● **TASK DIRECTIONS**
Copy each of the records below, substituting "Exercise" for "Practice step" and keeping everything else the same. Leave the pictures out of your copy.

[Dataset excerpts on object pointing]
━━━━━━━━━━

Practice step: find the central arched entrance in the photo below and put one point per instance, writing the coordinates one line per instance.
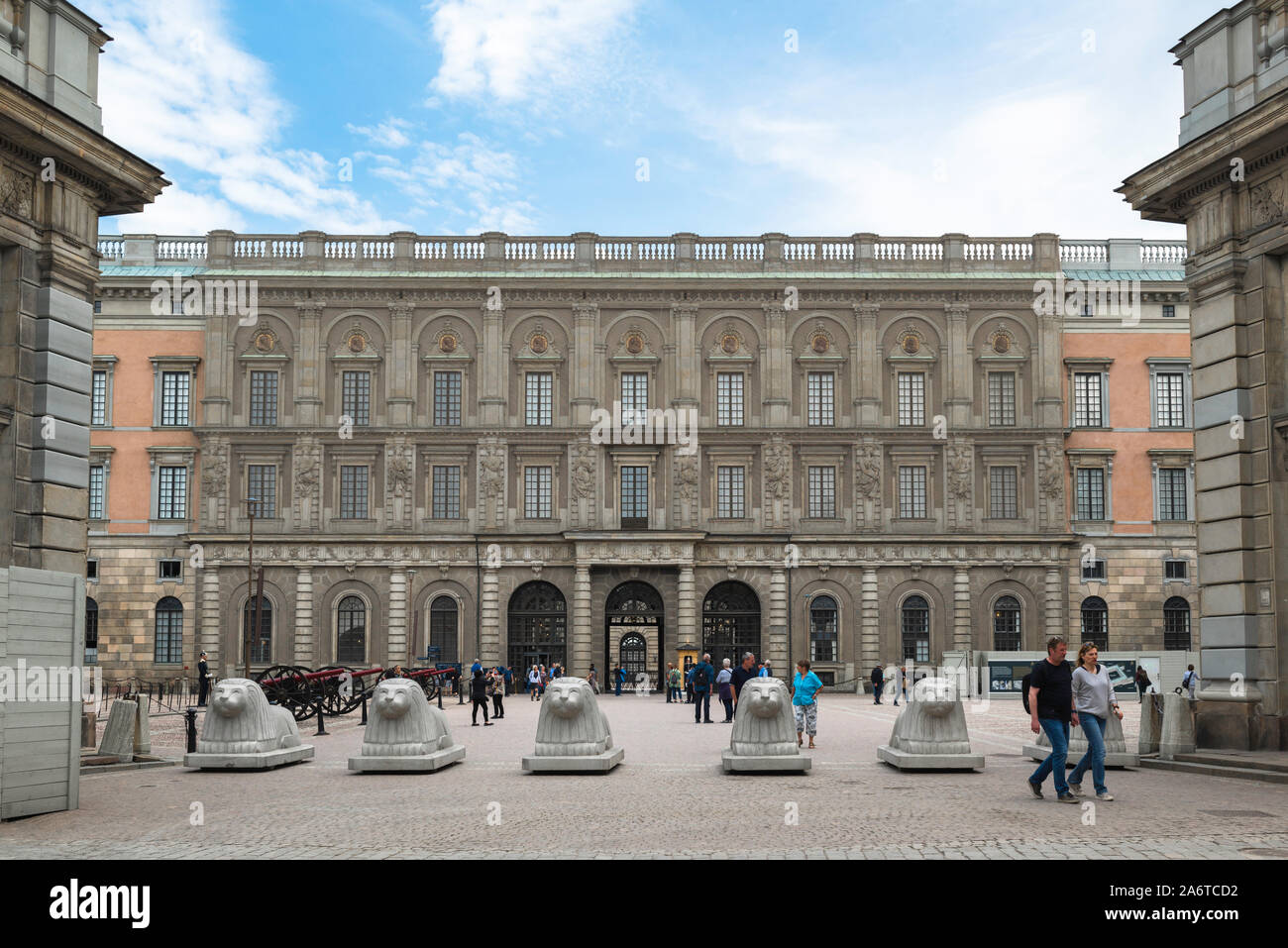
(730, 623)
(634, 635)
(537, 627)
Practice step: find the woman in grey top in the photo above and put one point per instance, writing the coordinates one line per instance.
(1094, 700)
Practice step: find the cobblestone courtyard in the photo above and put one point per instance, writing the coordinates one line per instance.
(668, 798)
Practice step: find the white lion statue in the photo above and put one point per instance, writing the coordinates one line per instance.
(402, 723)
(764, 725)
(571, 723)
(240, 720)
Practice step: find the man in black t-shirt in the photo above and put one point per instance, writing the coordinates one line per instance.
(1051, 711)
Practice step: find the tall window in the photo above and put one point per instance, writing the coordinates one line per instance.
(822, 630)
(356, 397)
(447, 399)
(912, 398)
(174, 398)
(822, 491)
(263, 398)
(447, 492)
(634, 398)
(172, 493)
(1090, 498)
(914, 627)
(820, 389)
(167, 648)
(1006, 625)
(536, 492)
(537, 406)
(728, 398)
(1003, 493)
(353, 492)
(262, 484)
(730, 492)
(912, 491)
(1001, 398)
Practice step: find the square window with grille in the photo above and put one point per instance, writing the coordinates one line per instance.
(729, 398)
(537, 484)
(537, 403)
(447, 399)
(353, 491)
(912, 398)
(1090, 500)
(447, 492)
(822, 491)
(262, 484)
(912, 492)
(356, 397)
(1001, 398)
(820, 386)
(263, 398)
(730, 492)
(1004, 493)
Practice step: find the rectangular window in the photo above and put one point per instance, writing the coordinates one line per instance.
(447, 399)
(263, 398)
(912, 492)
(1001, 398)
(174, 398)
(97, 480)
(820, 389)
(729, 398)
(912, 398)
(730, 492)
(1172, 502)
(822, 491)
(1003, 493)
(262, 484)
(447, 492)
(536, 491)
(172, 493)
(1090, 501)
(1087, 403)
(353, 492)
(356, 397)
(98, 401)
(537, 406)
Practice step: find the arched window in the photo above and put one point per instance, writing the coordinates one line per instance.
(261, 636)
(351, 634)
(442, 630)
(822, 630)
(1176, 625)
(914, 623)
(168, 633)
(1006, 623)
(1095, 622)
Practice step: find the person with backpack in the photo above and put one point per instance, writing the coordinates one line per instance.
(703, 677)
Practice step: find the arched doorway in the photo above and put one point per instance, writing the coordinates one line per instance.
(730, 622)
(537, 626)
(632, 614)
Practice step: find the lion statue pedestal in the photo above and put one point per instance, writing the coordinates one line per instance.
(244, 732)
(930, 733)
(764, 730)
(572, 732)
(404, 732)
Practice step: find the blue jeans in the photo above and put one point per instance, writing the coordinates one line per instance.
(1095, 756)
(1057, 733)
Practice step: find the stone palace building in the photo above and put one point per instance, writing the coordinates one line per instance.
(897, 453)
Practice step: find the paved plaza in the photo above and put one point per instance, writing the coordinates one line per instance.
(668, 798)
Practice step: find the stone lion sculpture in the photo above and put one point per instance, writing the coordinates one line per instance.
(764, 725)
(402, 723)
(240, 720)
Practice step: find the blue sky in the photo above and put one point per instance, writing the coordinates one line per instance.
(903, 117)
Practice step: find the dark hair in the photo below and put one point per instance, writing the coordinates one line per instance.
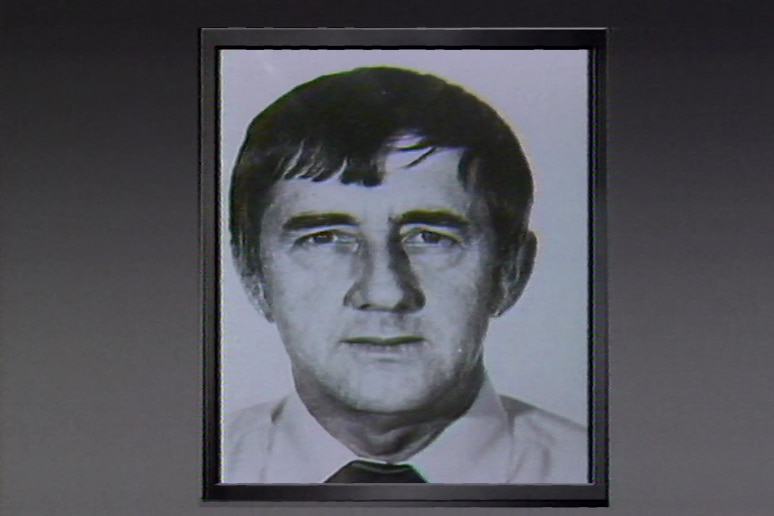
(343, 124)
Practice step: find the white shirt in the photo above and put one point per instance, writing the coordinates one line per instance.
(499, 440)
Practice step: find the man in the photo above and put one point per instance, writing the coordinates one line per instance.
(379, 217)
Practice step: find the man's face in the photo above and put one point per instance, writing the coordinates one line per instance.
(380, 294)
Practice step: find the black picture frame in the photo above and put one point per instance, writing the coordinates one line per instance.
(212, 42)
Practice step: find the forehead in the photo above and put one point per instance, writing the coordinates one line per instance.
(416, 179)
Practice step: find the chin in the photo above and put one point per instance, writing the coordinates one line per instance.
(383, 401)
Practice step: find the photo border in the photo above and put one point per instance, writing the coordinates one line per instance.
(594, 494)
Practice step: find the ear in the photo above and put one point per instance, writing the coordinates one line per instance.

━━━━━━━━━━

● **RESPONSE**
Exercise: find the central arched entrance in the photo below and put one point per instance, writing the coordinates one line per instance.
(730, 623)
(634, 635)
(537, 627)
Exercise: find the woman in grey top in the photo above and put one point per instance, writing the coordinates one line per instance.
(1094, 700)
Exercise: find the cobblestone courtyard in the photo above and put one point per instance, writing the coordinates one line per instance.
(668, 798)
Exercise: find the white lion statue in the photo above and put one point per instance, writing the coordinates one line per instance.
(402, 723)
(764, 725)
(571, 723)
(240, 720)
Exercise: find the man in black t-shirt in the photo above and put one point per instance, writing the coordinates one line per instance.
(1051, 711)
Exercise: find the tall window in the photo above and put one point per instance, writing the coordinates one line per instance.
(822, 630)
(356, 397)
(447, 399)
(912, 398)
(174, 398)
(822, 491)
(263, 398)
(447, 492)
(634, 398)
(172, 493)
(1090, 498)
(914, 627)
(820, 389)
(167, 648)
(1006, 625)
(536, 492)
(537, 406)
(728, 398)
(1003, 493)
(353, 492)
(262, 484)
(730, 492)
(912, 491)
(1001, 398)
Exercise: find the square window with grille in the photo above and put one point per instance, writing the coordinates one line per instance.
(729, 398)
(537, 484)
(537, 403)
(447, 399)
(353, 491)
(912, 398)
(1090, 500)
(447, 492)
(822, 491)
(262, 484)
(912, 492)
(356, 397)
(1001, 398)
(820, 386)
(263, 398)
(730, 492)
(1004, 493)
Exercise: find the rectangular window in the photo above and put one point per instance, writing the coordinates one line per instance.
(447, 399)
(263, 398)
(912, 492)
(1001, 398)
(174, 398)
(97, 480)
(820, 389)
(729, 398)
(912, 398)
(730, 492)
(1172, 502)
(822, 491)
(1003, 493)
(262, 484)
(447, 492)
(536, 491)
(172, 493)
(1090, 501)
(1087, 403)
(353, 492)
(356, 397)
(98, 401)
(537, 406)
Exercise: find the arched window in the photo above and put one point per instance, writing the coordinates one line per instance.
(261, 636)
(351, 634)
(442, 630)
(822, 630)
(1176, 625)
(914, 623)
(168, 633)
(1006, 623)
(1095, 622)
Exercise: find the person with backpack in the photo above and put one point per instance, writing the coordinates one line per instance.
(703, 677)
Exercise: find the arched doorway in the photo above and put one point per instance, writing the coordinates one line per instance.
(730, 622)
(537, 626)
(632, 614)
Exercise: find the lion statue pedestal in the photo above and put one point per instance, writing the coordinates one line per instance.
(244, 732)
(930, 733)
(764, 730)
(572, 732)
(404, 732)
Exercise: find the blue jeans in the photo above and put one point per instance, writing the coordinates one line per instance.
(1095, 756)
(1057, 733)
Exercise: find the stone palace building in the photo above and put one point per instance, writing the coordinates one line per instance.
(897, 453)
Exercise: find the paved plaza in the photo above and put one point per instance, writing the coordinates one line per instance.
(668, 798)
Exercise: find the stone lion sculpture in the photo above and put one point per instance, writing the coordinates one line per instance.
(764, 725)
(402, 723)
(240, 720)
Exercise: find the blue sky in the photo above and put one point per instance, writing the coordinates one line per instance.
(903, 117)
Exercise: find the dark hair in the photo below and put one point per instance, writing the coordinates one line per instance.
(343, 124)
Exercise: find the white shirt in the photo above and put one point per instance, writing the coordinates one line per instance.
(499, 440)
Exercise: find the man in the photo above and put one point per instance, writing the coordinates one line per instance.
(379, 217)
Exercise: find the man's face in the photo above and put one point per instance, writing the coordinates one line per instance.
(380, 294)
Exercise: find the black picture frame in the photo above and put one point per instance, writing the coordinates one line per instance.
(212, 42)
Exercise: find the forehead in the photo above and put one point per instance, writing the coordinates one line per instance.
(416, 179)
Exercise: find the chin in the photo above and put one point per instance, writing the coordinates one line per instance.
(383, 401)
Exercise: find the photo border in the photo above and put one point per instance, writing the coordinates one line per instance.
(594, 494)
Exercise: find the ear in the photo above and put one point per instance, writing the coordinates one line per instance.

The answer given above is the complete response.